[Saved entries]

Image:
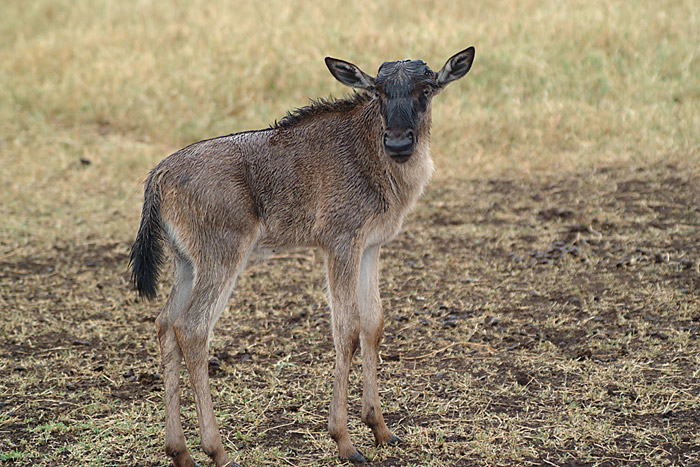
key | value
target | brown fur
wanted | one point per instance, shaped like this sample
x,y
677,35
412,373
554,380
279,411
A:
x,y
318,178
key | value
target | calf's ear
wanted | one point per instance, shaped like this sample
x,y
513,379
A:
x,y
349,74
457,66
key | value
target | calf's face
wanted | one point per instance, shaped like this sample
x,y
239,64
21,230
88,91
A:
x,y
404,89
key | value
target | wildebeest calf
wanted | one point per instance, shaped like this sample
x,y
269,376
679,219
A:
x,y
340,175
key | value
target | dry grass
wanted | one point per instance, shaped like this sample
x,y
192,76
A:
x,y
541,304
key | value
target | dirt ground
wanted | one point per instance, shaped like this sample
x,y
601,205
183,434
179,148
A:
x,y
543,320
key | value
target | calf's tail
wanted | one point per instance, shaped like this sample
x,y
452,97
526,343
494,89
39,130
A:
x,y
147,252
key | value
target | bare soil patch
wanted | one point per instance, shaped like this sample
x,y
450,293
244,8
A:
x,y
551,320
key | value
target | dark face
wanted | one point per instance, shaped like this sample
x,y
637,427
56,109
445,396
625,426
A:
x,y
404,90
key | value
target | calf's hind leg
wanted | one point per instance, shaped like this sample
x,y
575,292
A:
x,y
171,360
192,329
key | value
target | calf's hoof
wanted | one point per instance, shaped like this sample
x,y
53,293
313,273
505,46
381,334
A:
x,y
357,458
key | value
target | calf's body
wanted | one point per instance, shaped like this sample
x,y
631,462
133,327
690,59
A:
x,y
337,175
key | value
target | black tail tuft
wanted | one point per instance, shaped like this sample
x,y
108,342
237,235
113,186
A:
x,y
147,253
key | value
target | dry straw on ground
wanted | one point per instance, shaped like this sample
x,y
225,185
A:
x,y
541,304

▶ **Work to complete**
Collect each line above holding the string "calf".

▶ **Solved problem**
target | calf's ear
target | calf's face
target | wildebeest calf
target | calf's tail
target | calf's hind leg
target | calf's hoof
target | calf's body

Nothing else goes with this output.